Coordinate annotation records:
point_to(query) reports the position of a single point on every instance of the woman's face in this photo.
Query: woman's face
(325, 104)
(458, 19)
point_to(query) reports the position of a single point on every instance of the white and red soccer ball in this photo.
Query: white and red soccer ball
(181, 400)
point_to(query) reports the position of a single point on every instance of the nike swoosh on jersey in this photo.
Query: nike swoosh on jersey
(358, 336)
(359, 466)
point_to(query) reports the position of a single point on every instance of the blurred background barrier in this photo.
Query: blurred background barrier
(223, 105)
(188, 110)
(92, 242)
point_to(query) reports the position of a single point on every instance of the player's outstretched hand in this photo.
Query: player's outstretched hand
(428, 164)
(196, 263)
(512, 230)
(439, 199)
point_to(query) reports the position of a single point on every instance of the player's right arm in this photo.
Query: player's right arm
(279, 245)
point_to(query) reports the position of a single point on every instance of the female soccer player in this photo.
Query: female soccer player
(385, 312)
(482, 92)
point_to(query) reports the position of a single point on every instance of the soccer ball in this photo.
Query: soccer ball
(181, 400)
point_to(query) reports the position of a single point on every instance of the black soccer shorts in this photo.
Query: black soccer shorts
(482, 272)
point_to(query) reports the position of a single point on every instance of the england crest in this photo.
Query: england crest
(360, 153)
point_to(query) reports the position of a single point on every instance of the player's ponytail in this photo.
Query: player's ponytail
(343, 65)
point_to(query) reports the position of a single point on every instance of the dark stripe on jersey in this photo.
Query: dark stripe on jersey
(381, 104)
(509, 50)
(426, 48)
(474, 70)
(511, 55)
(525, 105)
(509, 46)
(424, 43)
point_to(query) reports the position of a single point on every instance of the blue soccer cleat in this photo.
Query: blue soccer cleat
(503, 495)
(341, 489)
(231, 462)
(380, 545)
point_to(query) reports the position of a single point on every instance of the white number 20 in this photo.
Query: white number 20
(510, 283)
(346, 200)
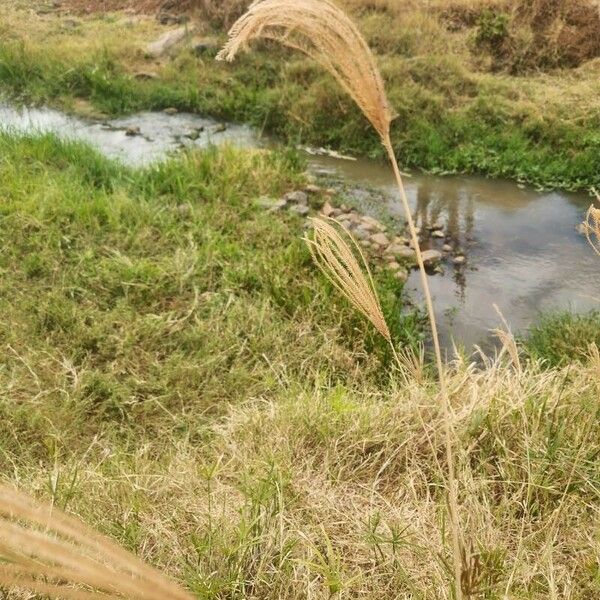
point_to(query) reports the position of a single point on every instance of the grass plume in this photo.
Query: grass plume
(592, 228)
(48, 552)
(321, 30)
(353, 279)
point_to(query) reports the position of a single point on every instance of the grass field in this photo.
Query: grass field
(176, 372)
(454, 114)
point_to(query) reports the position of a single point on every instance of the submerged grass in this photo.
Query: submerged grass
(177, 374)
(561, 339)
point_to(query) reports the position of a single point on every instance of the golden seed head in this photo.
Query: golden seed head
(322, 31)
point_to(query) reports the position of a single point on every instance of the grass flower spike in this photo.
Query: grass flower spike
(336, 259)
(50, 553)
(321, 30)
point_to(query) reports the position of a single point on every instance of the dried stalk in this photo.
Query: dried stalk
(323, 32)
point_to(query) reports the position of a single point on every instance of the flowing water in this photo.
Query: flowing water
(524, 254)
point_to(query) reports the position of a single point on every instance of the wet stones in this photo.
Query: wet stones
(391, 253)
(431, 257)
(166, 42)
(297, 197)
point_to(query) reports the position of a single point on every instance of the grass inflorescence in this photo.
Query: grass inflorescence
(453, 117)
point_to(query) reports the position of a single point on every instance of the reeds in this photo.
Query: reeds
(592, 228)
(322, 31)
(47, 552)
(351, 276)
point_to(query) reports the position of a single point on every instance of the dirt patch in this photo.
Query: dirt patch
(540, 34)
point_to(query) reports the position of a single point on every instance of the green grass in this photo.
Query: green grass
(166, 283)
(450, 119)
(559, 339)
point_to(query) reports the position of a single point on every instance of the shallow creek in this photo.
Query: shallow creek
(523, 253)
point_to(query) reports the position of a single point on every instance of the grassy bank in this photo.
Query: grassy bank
(177, 374)
(453, 116)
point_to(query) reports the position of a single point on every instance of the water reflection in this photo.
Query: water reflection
(522, 250)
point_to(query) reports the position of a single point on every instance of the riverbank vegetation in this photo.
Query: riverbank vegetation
(177, 373)
(467, 80)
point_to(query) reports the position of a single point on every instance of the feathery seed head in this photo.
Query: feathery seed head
(351, 276)
(49, 553)
(322, 31)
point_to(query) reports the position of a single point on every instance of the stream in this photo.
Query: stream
(523, 252)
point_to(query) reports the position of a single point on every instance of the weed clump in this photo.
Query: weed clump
(540, 35)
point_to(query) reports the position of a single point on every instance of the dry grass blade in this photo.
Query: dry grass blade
(592, 228)
(47, 552)
(336, 259)
(323, 32)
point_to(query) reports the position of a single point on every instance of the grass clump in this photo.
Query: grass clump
(560, 339)
(454, 116)
(178, 375)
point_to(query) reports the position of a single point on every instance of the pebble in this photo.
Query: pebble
(297, 197)
(301, 209)
(380, 239)
(402, 252)
(360, 233)
(145, 75)
(270, 204)
(372, 224)
(401, 275)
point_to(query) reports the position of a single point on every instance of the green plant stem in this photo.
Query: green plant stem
(452, 483)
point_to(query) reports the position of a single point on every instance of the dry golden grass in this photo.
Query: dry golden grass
(45, 551)
(323, 32)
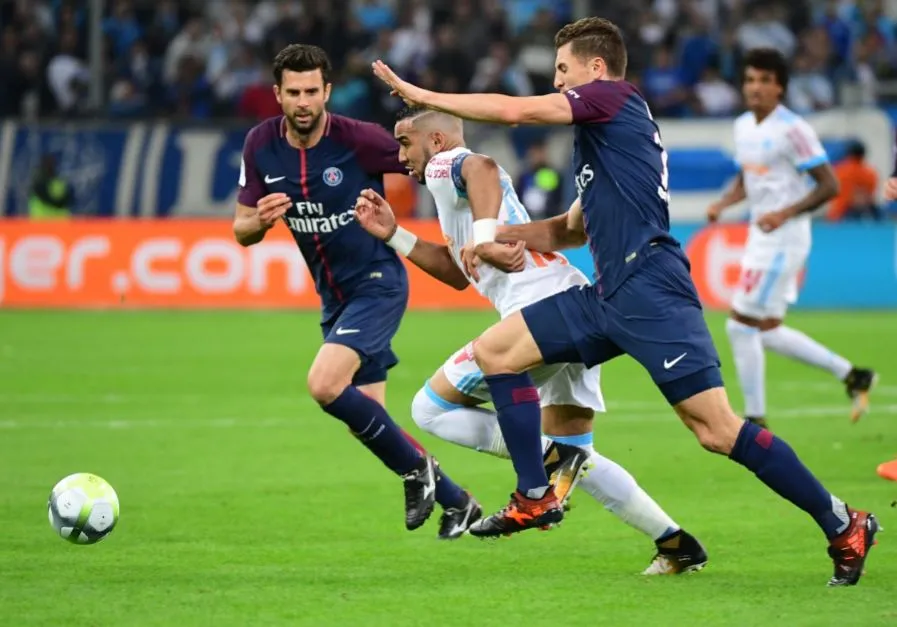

Task description: Count the lines of the data above that contain the word "barrier", and reply with only that number.

Result of this task: 2